Items from a data source
-*-

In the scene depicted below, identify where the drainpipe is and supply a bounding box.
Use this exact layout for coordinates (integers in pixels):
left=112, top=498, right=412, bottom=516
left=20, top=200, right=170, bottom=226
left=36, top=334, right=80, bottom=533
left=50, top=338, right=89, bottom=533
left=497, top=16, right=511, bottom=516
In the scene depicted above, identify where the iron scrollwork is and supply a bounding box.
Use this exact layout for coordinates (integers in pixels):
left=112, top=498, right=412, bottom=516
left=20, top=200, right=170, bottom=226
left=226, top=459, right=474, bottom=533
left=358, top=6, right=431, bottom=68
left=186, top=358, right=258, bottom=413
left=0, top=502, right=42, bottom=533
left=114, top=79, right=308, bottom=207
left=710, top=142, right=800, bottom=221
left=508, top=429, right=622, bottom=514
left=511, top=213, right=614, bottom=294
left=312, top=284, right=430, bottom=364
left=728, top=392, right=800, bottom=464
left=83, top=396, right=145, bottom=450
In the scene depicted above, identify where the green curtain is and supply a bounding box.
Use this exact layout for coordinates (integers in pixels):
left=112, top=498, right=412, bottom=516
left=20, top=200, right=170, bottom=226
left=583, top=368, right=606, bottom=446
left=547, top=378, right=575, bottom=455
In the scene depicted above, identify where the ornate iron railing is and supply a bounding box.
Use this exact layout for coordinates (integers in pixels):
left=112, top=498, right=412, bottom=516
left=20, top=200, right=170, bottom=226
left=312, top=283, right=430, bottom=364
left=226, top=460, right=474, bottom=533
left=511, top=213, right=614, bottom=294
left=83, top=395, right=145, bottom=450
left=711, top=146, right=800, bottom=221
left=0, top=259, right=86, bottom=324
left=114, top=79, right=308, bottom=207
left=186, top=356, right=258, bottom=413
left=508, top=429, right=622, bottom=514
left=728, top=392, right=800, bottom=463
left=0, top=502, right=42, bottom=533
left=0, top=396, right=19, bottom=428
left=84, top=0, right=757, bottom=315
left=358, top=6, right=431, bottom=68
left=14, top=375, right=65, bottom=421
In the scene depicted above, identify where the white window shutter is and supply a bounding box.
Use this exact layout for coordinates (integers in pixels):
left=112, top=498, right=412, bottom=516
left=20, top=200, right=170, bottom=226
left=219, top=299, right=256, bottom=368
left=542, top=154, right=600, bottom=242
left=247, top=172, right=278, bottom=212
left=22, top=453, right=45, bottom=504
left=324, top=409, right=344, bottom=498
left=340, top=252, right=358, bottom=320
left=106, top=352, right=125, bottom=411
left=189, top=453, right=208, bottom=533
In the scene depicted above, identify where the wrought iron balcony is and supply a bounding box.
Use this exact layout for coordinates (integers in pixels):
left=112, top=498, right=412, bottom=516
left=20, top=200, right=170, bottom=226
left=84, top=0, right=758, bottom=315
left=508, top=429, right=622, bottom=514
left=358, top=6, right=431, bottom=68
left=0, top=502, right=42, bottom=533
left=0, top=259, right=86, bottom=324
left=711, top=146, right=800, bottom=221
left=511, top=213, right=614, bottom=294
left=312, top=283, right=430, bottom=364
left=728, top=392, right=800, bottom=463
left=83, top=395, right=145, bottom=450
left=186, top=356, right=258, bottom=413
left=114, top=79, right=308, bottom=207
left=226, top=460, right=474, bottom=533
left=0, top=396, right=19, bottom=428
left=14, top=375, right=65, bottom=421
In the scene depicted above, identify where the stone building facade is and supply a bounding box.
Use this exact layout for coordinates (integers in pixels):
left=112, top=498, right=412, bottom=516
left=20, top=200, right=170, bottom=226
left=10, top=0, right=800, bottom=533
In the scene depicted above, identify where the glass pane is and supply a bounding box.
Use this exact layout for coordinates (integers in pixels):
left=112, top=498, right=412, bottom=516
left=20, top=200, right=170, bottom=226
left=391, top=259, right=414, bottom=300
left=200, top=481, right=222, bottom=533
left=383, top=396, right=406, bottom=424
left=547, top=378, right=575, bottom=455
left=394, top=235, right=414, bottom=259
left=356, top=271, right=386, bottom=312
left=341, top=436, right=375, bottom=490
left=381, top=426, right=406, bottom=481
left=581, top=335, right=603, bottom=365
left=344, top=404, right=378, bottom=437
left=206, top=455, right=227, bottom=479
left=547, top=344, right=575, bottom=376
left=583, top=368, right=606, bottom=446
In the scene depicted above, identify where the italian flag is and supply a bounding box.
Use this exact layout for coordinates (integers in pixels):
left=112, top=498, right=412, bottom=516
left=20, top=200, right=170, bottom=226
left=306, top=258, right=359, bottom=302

-*-

- What is asked: Convert the items above into a Markdown table with two columns, "Row" and "Line". Number each line in the "Row" column and put its text in the "Line" column, skipping blank lines.

- Finished answer:
| Row | Line |
|---|---|
| 1 | In the scene depicted below, identify where the drainpipe is and supply a bounding box. |
| 2 | Use this exact layout for coordinates (integers in pixels): |
| 3 | left=112, top=498, right=412, bottom=516 |
| 4 | left=20, top=200, right=170, bottom=226 |
| 5 | left=36, top=334, right=80, bottom=533 |
| 6 | left=50, top=338, right=89, bottom=533 |
| 7 | left=497, top=16, right=511, bottom=516 |
| 8 | In the scene depicted above, identify where the iron scrollwork is and supply a bounding box. |
| 9 | Use this exact layout for coordinates (integers in pixels): |
| 10 | left=112, top=498, right=412, bottom=516 |
| 11 | left=20, top=200, right=170, bottom=226 |
| 12 | left=226, top=459, right=474, bottom=533 |
| 13 | left=358, top=6, right=431, bottom=68 |
| 14 | left=186, top=358, right=258, bottom=413 |
| 15 | left=0, top=502, right=42, bottom=533 |
| 16 | left=114, top=79, right=308, bottom=207 |
| 17 | left=710, top=142, right=800, bottom=221 |
| 18 | left=508, top=429, right=622, bottom=514 |
| 19 | left=511, top=213, right=614, bottom=294 |
| 20 | left=312, top=284, right=430, bottom=364 |
| 21 | left=728, top=392, right=800, bottom=464 |
| 22 | left=83, top=396, right=145, bottom=450 |
| 23 | In the scene depicted above, identify where the green curtain is and supply a bounding box. |
| 24 | Use this exact layout for coordinates (integers in pixels): |
| 25 | left=112, top=498, right=412, bottom=516 |
| 26 | left=20, top=200, right=170, bottom=226 |
| 27 | left=583, top=368, right=606, bottom=446 |
| 28 | left=547, top=378, right=575, bottom=455 |
| 29 | In the scene depicted above, identify where the ornate iron railing is and supply a bounding box. |
| 30 | Use this exact layout for coordinates (integers in pixels): |
| 31 | left=112, top=498, right=412, bottom=516 |
| 32 | left=20, top=200, right=170, bottom=226 |
| 33 | left=312, top=283, right=430, bottom=364 |
| 34 | left=226, top=460, right=474, bottom=533 |
| 35 | left=511, top=213, right=614, bottom=294 |
| 36 | left=83, top=395, right=145, bottom=450 |
| 37 | left=711, top=146, right=800, bottom=221 |
| 38 | left=0, top=259, right=86, bottom=324 |
| 39 | left=114, top=79, right=308, bottom=207 |
| 40 | left=186, top=356, right=258, bottom=413 |
| 41 | left=508, top=429, right=622, bottom=514 |
| 42 | left=728, top=392, right=800, bottom=463 |
| 43 | left=0, top=502, right=42, bottom=533 |
| 44 | left=0, top=396, right=19, bottom=428 |
| 45 | left=84, top=0, right=757, bottom=315 |
| 46 | left=358, top=6, right=431, bottom=68 |
| 47 | left=14, top=375, right=65, bottom=421 |
| 48 | In the scene depicted above, identify where the white window shutter is and supply a bounding box. |
| 49 | Use this exact layout for coordinates (integers in pixels): |
| 50 | left=112, top=498, right=412, bottom=516 |
| 51 | left=20, top=200, right=170, bottom=226 |
| 52 | left=219, top=299, right=256, bottom=368 |
| 53 | left=542, top=154, right=600, bottom=242 |
| 54 | left=247, top=172, right=278, bottom=212 |
| 55 | left=22, top=453, right=45, bottom=504 |
| 56 | left=324, top=409, right=344, bottom=498 |
| 57 | left=340, top=252, right=358, bottom=320 |
| 58 | left=106, top=352, right=125, bottom=411 |
| 59 | left=189, top=453, right=208, bottom=533 |
| 60 | In the scene depicted above, identify where the wrought iron balcony is and supply a bounding box. |
| 61 | Use this exact layout for coordinates (integers in pixels): |
| 62 | left=112, top=498, right=412, bottom=516 |
| 63 | left=20, top=200, right=170, bottom=226 |
| 64 | left=84, top=0, right=758, bottom=315 |
| 65 | left=508, top=429, right=622, bottom=514 |
| 66 | left=358, top=6, right=431, bottom=68 |
| 67 | left=0, top=502, right=42, bottom=533 |
| 68 | left=0, top=259, right=86, bottom=324 |
| 69 | left=711, top=146, right=800, bottom=221 |
| 70 | left=511, top=213, right=614, bottom=294 |
| 71 | left=312, top=283, right=430, bottom=364 |
| 72 | left=728, top=392, right=800, bottom=463 |
| 73 | left=83, top=395, right=145, bottom=450 |
| 74 | left=186, top=356, right=258, bottom=413 |
| 75 | left=114, top=79, right=308, bottom=207 |
| 76 | left=226, top=460, right=474, bottom=533 |
| 77 | left=0, top=396, right=19, bottom=428 |
| 78 | left=14, top=375, right=65, bottom=421 |
| 79 | In the scene depicted above, identify where the stone building facade is and supply a bounding box. |
| 80 | Use this exact layout for coordinates (integers in pixels): |
| 81 | left=112, top=498, right=412, bottom=516 |
| 82 | left=20, top=200, right=170, bottom=226 |
| 83 | left=10, top=0, right=800, bottom=533 |
| 84 | In the scene depicted above, identify where the glass pane is and supply a bounding box. |
| 85 | Use this exact layout for coordinates (integers in pixels): |
| 86 | left=112, top=498, right=412, bottom=516 |
| 87 | left=20, top=200, right=170, bottom=226 |
| 88 | left=391, top=259, right=414, bottom=300 |
| 89 | left=200, top=481, right=222, bottom=533 |
| 90 | left=383, top=396, right=406, bottom=424 |
| 91 | left=547, top=378, right=575, bottom=455 |
| 92 | left=394, top=235, right=414, bottom=259 |
| 93 | left=356, top=271, right=386, bottom=312 |
| 94 | left=341, top=436, right=375, bottom=490 |
| 95 | left=381, top=426, right=406, bottom=481 |
| 96 | left=581, top=335, right=603, bottom=365 |
| 97 | left=344, top=404, right=378, bottom=437 |
| 98 | left=206, top=455, right=227, bottom=479 |
| 99 | left=547, top=344, right=575, bottom=376 |
| 100 | left=583, top=368, right=606, bottom=446 |
| 101 | In the scene depicted above, identify where the italian flag is and supply a bounding box. |
| 102 | Use this exact layout for coordinates (integers in pixels): |
| 103 | left=112, top=498, right=412, bottom=516 |
| 104 | left=20, top=200, right=170, bottom=226 |
| 105 | left=306, top=258, right=359, bottom=302 |